● **EXERCISE TASK A**:
Answer these questions about the passage on Patton and Chiriaco:
(i) What was Chiriaco doing when someone tapped his shoulder?
(ii) How large was the Desert Training Center?
(iii) What did Chiriaco sell with Patton's blessing?
● **EXERCISE TASK B**:
How would you say this sentence from the passage on Patton and Chiriaco in Spanish: "It would become the largest military area in America."
● **EXERCISE TASK C**:
Write the next part of the passage on Patton and Chiriaco, starting after its final sentence.

● **TEXT SEGMENT**:
Fast forward a decade into the late 1930s, and we were a nation preparing for war.  A visionary US Army leader, General George S. Patton, Jr., knew from his World War I combat experience that armored vehicle warfare would define the future.  It would start in North Africa, General Patton needed a place to train his newly-formed tank units, and the desert regions Chiriaco had surveyed were just what the doctor ordered.

Picture this:  Two men who could see the future clearly.  Joe Chiriaco and George S. Patton.  Chiriaco was at the counter eating his lunch when someone tapped his shoulder to ask where he could find a guy named Joe Chiriaco.  Imagine a response along the lines of “Who wants to know?” and when Chiriaco turned around to find out, there stood General Patton.  Two legends, one local and one national, eyeball to eyeball, meeting for the first time.

A Sherman tank, the one Patton’s men would go to war with in North Africa and Europe, on display at the General Patton Memorial Museum.

Patton knew that Chiriaco knew the desert and he needed his help.  The result?  Camp Young (where Chiriaco Summit stands today), and the 18,000-square-mile Desert Training Center – California Arizona Maneuver Area (DTC-CAMA, where over one million men would learn armored warfare).  It formed the foundation for Patton defeating Rommel in North Africa, our winning World War II, and more.  It would be where thousands of Italian prisoners of war spent most of their time during the war.  It would become the largest military area in America.

General Patton and Joe Chiriaco became friends and they enjoyed a mutually-beneficial relationship: Patton needed Chiriaco’s help and Chiriaco’s business provided a welcome respite for Patton’s troops.  Patton kept Chiriaco’s gas station and lunch counter accessible to the troops, Chiriaco sold beer with Patton’s blessing, and as you can guess….well, you don’t have to guess:  We won World War II.

● **ENTRIES SHOWN**:

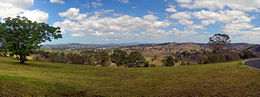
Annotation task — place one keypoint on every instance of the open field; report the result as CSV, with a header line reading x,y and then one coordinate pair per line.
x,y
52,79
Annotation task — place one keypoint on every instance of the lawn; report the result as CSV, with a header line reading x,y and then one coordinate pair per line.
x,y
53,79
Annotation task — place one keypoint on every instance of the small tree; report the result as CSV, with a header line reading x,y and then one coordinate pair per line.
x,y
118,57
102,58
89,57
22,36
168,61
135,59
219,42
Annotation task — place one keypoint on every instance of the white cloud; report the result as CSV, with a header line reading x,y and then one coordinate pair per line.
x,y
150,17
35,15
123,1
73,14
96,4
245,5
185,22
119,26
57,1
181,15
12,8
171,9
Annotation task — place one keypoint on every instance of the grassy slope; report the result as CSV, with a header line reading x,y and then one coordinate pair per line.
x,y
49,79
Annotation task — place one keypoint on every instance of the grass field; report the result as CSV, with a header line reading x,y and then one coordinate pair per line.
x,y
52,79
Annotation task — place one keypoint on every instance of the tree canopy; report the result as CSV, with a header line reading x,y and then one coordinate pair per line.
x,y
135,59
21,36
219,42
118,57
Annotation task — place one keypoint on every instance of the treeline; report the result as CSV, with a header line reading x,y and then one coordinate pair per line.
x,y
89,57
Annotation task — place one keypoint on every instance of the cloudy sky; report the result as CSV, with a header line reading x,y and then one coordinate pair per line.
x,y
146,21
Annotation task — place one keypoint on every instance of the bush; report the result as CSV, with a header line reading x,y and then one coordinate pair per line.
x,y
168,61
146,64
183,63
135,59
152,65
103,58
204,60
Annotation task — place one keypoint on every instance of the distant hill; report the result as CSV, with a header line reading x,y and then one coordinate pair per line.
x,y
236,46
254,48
---
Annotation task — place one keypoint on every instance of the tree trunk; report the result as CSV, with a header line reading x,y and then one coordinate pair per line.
==
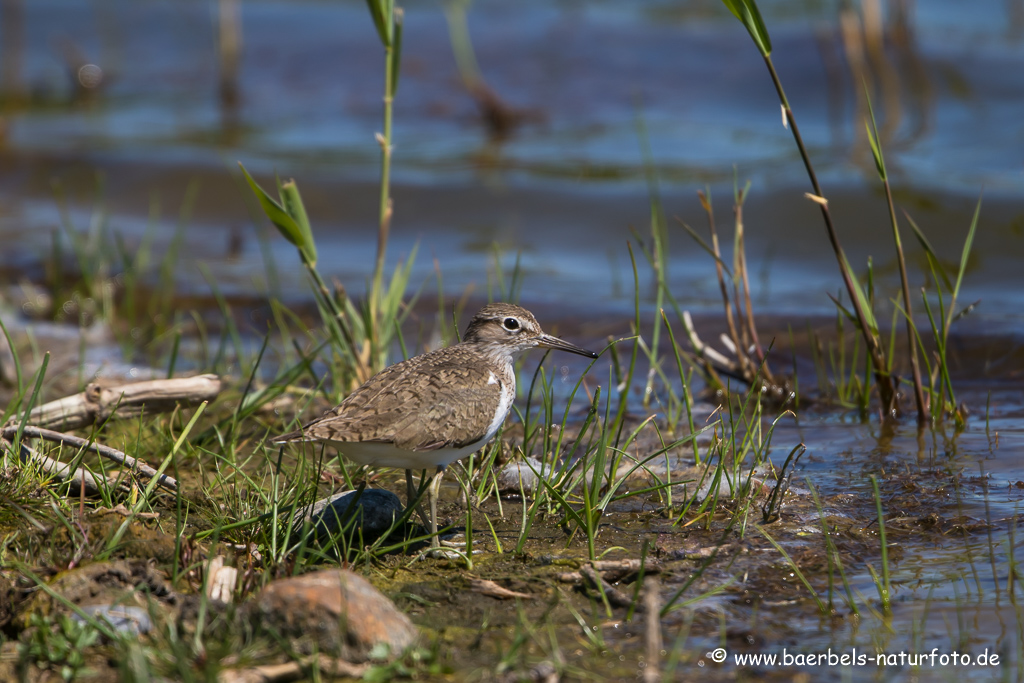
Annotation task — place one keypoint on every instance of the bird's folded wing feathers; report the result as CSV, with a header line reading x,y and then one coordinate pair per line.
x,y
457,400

● **RESPONSE A**:
(i) He was at the counter eating his lunch.
(ii) 18,000 square miles.
(iii) Beer.

● **RESPONSE B**:
Se convertiría en la zona militar más grande de Estados Unidos.

● **RESPONSE C**:
World War II ended, the Desert Training Center closed, and then, during the Eisenhower administration, Interstate 10 followed the path of Highways 60 and 70.  Patton’s  troops and the POWs were gone and I-10 became the major east/west freeway across the US.   We had become a nation on wheels and Chiriaco’s business continued to thrive as Americans took to the road with our newfound postwar prosperity.

Fast forward yet again: In the 1980s Margit (Joe and Ruth Chiriaco’s daughter) and Leslie Cone (the Bureau of Land Management director who oversaw the lands that had been Patton’s desert training area) had an idea:  Create a museum honoring General Patton and the region’s contributions to World War II.  Ronald Reagan heard about it and donated an M-47 Patton tank (the one you see in the large photo at the top of this blog), and things took off from there.

I first rode my motorcycle to the General Patton Memorial Museum in 2003 with my good buddy Marty.  It was a small museum then, but it has grown substantially.   When Sue and I visited a couple of weeks ago, I was shocked and surprised by what I saw.  I can only partly convey some of it through the photos and narrative you see in this blog.  We had a wonderful visit with Margit, who told us a bit about her family, the Museum, and Chiriaco Summit.  On that topic of family, it was Joe and Ruth Chiriaco, Margit and her three siblings, their children, and their grandchildren. If you are keeping track, that’s four generations of Chiriacos.

The Chiriaco Summit story is an amazing one and learning about it can be reasonably compared to peeling an onion.  There are many layers, and discovering each might bring a tear or two.  Life hasn’t always been easy for the Chiriaco family out there in the desert, but they always saw the hard times as opportunities and they instinctively knew how to use each opportunity to add to their success.  We can’t tell the entire story here, but we’ll give you a link to a book you might consider purchasing at the end of this blog.  Our focus is on the General Patton Memorial Museum, and having said that, let’s get to the photos.

The Patton Museum’s new Matzner Tank Pavilion. When we were there, one of the two M60 tanks you see in front was running. If you think a motorcycle engine at idle makes music, you will love listening to an M60’s air-cooled, horizontally-opposed, 1790-cubic-inch, 12-cylinder diesel engine.  I drove an M60 once when I was in the Army.  Yeah, I still want one.
The business end of an M60’s 105mm main gun. This one has been out of service for a long time; hence the rust. Firing one of these settles disagreements quickly.
The M4 Sherman, our main battle tank in World War II, on the right, with an M5 Stuart tank on the left.
Don’t tread on me, or so the saying goes. Everything on a tank is big. You don’t realize how big until you stand next to one.
When Patton’s men trained at the DTC-CAMA, they used mockup aggressor vehicles (jeeps fitted with frames and canvas) to simulate the bad guys.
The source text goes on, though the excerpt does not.